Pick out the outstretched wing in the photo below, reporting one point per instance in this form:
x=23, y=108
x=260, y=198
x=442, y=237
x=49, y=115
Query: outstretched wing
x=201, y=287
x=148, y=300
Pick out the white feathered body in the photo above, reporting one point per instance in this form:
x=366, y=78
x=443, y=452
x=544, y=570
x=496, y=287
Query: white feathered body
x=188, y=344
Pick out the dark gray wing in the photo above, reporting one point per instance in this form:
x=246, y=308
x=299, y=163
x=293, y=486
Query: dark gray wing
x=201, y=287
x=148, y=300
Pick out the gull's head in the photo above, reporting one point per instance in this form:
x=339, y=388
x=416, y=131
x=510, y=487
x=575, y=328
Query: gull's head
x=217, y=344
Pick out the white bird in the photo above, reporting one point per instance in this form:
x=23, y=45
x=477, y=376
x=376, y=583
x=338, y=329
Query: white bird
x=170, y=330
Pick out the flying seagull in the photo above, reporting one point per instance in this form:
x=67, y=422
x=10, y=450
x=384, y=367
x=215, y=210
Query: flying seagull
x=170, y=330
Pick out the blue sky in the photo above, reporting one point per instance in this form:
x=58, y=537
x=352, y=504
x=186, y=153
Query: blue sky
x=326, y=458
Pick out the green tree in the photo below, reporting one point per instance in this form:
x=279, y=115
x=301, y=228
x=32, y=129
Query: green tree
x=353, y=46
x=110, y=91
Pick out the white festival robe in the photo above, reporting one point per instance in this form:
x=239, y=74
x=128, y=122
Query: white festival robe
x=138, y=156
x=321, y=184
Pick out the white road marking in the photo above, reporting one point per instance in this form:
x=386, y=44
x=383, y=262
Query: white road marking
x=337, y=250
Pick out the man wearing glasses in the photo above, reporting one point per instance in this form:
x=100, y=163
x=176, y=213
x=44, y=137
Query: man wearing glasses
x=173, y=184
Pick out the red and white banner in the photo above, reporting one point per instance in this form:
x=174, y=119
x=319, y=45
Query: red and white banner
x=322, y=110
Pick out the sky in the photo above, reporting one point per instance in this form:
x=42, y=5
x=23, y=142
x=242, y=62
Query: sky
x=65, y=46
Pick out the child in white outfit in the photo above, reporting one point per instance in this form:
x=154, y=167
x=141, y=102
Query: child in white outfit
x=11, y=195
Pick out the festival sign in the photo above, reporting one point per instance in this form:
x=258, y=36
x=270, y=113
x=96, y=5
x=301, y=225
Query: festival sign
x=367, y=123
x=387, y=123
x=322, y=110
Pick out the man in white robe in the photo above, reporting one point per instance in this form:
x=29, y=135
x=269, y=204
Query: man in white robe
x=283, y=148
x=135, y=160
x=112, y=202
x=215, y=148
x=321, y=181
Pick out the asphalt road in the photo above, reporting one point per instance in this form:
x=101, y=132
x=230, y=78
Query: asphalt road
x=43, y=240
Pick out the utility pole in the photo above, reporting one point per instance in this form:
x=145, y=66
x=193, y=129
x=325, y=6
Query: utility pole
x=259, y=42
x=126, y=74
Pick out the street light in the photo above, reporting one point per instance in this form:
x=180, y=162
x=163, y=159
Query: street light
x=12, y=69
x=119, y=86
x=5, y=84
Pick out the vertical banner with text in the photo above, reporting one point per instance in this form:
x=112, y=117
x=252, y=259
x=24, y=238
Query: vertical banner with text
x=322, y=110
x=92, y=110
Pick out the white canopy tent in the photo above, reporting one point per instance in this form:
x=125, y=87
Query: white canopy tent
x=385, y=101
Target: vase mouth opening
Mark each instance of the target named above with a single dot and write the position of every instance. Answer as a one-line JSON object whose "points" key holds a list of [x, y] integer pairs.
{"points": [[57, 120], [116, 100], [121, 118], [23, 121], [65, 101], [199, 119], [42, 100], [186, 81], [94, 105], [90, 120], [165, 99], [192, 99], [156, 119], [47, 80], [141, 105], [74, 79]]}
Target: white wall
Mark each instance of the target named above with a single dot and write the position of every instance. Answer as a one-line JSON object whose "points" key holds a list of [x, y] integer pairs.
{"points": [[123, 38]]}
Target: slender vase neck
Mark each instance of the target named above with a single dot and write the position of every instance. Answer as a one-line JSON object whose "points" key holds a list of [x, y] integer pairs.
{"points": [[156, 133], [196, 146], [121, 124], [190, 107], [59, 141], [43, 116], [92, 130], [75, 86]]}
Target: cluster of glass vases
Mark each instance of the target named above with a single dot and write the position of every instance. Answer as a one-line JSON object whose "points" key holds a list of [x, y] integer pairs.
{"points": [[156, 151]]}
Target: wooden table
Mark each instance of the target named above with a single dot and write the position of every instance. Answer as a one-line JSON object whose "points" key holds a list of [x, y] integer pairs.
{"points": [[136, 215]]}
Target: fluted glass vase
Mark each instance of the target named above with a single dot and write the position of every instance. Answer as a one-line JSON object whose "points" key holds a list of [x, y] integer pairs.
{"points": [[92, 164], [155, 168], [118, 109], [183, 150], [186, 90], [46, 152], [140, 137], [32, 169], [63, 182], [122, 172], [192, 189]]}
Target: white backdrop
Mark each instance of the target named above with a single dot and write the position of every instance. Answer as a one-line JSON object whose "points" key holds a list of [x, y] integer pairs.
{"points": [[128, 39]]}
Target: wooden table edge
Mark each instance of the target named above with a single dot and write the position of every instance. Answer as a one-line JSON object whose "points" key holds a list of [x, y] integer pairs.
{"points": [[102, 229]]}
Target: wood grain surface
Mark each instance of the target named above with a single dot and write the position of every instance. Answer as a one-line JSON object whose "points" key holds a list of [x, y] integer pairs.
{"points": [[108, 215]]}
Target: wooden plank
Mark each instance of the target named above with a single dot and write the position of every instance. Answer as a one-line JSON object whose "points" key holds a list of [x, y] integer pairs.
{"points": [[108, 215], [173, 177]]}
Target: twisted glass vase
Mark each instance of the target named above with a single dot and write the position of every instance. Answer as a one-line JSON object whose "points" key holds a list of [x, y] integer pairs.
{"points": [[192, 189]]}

● **Exercise goal**: Every entry must be retyped in full, exactly as given.

● **The reply**:
Pick out the outstretched wing in the photo below, reporting one point per instance in this form:
x=23, y=108
x=260, y=198
x=442, y=237
x=49, y=115
Query: outstretched wing
x=201, y=287
x=148, y=300
Pick out the white feathered body in the photo above, reporting one point per instance in this form:
x=366, y=78
x=443, y=452
x=544, y=570
x=496, y=287
Query: white feathered body
x=188, y=344
Pick out the dark gray wing in the photo above, reporting one point per instance in this form:
x=246, y=308
x=299, y=163
x=293, y=486
Query: dark gray wing
x=201, y=287
x=148, y=300
Pick out the gull's head in the photo above, reporting one point per instance in this form:
x=339, y=388
x=416, y=131
x=510, y=487
x=575, y=328
Query: gull's head
x=217, y=344
Pick out the white bird in the photo above, reporting one point per instance in this form:
x=23, y=45
x=477, y=376
x=376, y=583
x=338, y=329
Query: white bird
x=170, y=330
Pick out the flying seagull in the photo above, reporting one point per instance in this form:
x=67, y=422
x=10, y=450
x=384, y=367
x=215, y=210
Query: flying seagull
x=170, y=330
Pick out the blue sky in the photo above, reporting one point per instance in this form:
x=58, y=537
x=352, y=504
x=186, y=153
Query: blue sky
x=326, y=458
Pick out the green tree in the photo below, reporting one point per instance in this form:
x=279, y=115
x=301, y=228
x=32, y=129
Query: green tree
x=353, y=46
x=110, y=91
Pick out the white festival robe in the photo above, reporting one point per instance in this form:
x=239, y=74
x=128, y=122
Query: white festival robe
x=138, y=156
x=321, y=184
Pick out the white road marking in the photo above, reporting one point per instance in this form:
x=386, y=44
x=383, y=262
Query: white road marking
x=337, y=250
Pick out the man wearing glasses in the photo above, reporting one point per instance in this form:
x=100, y=163
x=176, y=213
x=44, y=137
Query: man wearing glasses
x=173, y=184
Pick out the red and white banner in the photo above, reporting one point per instance in this form:
x=174, y=119
x=319, y=45
Query: red and white banner
x=322, y=110
Pick out the sky in the photo above, reporting one point per instance in this form:
x=42, y=5
x=23, y=142
x=242, y=62
Query: sky
x=65, y=46
Pick out the child in white outfit in the photo above, reporting one point per instance in this form:
x=154, y=167
x=141, y=102
Query: child in white outfit
x=11, y=195
Pick out the festival sign in the photo above, reporting one point per instance in this form:
x=258, y=36
x=270, y=113
x=96, y=5
x=301, y=225
Query: festival sign
x=367, y=123
x=387, y=123
x=322, y=110
Pick out the man in white robe in the photo above, reporting one point per instance in this form:
x=29, y=135
x=269, y=204
Query: man in white robe
x=283, y=148
x=135, y=160
x=112, y=202
x=215, y=148
x=321, y=181
Pick out the asphalt road in the photo above, reporting one point per instance in this form:
x=101, y=132
x=230, y=78
Query: asphalt road
x=43, y=240
Pick out the utility pole in the photo above, reporting one point per instance in this form:
x=145, y=66
x=193, y=129
x=325, y=6
Query: utility pole
x=259, y=42
x=126, y=74
Pick out the street light in the photo above, reporting one point per instance in this form:
x=180, y=162
x=163, y=159
Query: street light
x=12, y=69
x=119, y=86
x=5, y=84
Pick out the vertical banner with text in the photo above, reporting one point per instance in this form:
x=112, y=117
x=252, y=259
x=24, y=238
Query: vertical banner with text
x=322, y=110
x=92, y=110
Pick out the white canopy tent in the photo above, reporting one point per instance in this form:
x=125, y=87
Query: white canopy tent
x=385, y=101
Target: vase mouth opening
Mark each instance of the target named above with a single dot and write the position of every instance. Answer as a one-line JSON object whose "points" key holds a list of [x, y] integer pairs.
{"points": [[57, 120], [116, 100], [121, 118], [23, 121], [65, 101], [199, 119], [42, 100], [186, 81], [94, 105], [90, 120], [165, 99], [192, 99], [156, 119], [47, 80], [141, 105], [74, 79]]}
Target: white wall
Mark each instance of the target named above with a single dot and write the position of every instance. Answer as a one-line JSON object whose "points" key holds a list of [x, y] integer pairs.
{"points": [[123, 38]]}
Target: slender vase neck
Mark each instance of the target named above with a single dot and write the position of every instance. Answer as a one-line JSON object whose "points" key holds a list of [x, y] integer pairs.
{"points": [[156, 133], [196, 146], [121, 124], [190, 107], [59, 141], [43, 116], [92, 130], [75, 86]]}
Target: cluster of glass vases
Mark each instance of the target named above with a single dot and write the position of every instance. Answer as a one-line JSON object whose "points" key holds a list of [x, y] integer pairs.
{"points": [[156, 151]]}
Target: wooden table
Mark each instance of the target named above with a single dot and write the position of every instance. Answer as a one-line JSON object whose "points" key holds a list of [x, y] integer pairs.
{"points": [[136, 215]]}
Target: fluted glass vase
Mark each instance of the target named above with a single dot and write the position of every instance. Answer as a one-line JSON object whose "points" key holds a list of [x, y] integer pairs.
{"points": [[92, 164], [155, 168], [118, 109], [183, 150], [186, 90], [46, 152], [140, 137], [32, 169], [63, 182], [122, 172], [192, 189]]}
Target: white backdrop
Mark each instance of the target named above with a single dot and write the position of every instance. Answer as a one-line JSON object whose "points" key holds a list of [x, y] integer pairs.
{"points": [[128, 39]]}
Target: wooden table edge
Mark each instance of the target named above with a single dot and write the position of every instance. Answer as a one-line JSON object whose "points" key holds a list of [x, y] integer pairs.
{"points": [[102, 229]]}
Target: wood grain surface
Mark each instance of the target named above with a single dot and write the position of every instance. Answer as a one-line JSON object whose "points" key holds a list of [x, y] integer pairs.
{"points": [[108, 215]]}
Target: wooden plank
Mark each instance of the target named above with a single dot and write the position of every instance. Answer as a one-line JSON object whose "points" key holds a list of [x, y] integer pairs.
{"points": [[108, 215], [173, 177]]}
Target: twisted glass vase
Mark each instance of the target named above with a single dot and write the position of every instance. Answer as a one-line JSON object whose "points" key holds a list of [x, y] integer pairs.
{"points": [[192, 189]]}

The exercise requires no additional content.